→ Instructions to follow
Please copy out the lines below exactly as they appear.

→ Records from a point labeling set
* Begin *

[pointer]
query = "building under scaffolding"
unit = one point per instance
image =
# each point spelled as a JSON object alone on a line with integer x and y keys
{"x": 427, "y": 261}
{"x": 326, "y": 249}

* End *

→ Problem solution
[pointer]
query = "building under scaffolding"
unit = one point per instance
image =
# each point spelled as a JSON object alone on a line with integer x and y keys
{"x": 427, "y": 261}
{"x": 326, "y": 249}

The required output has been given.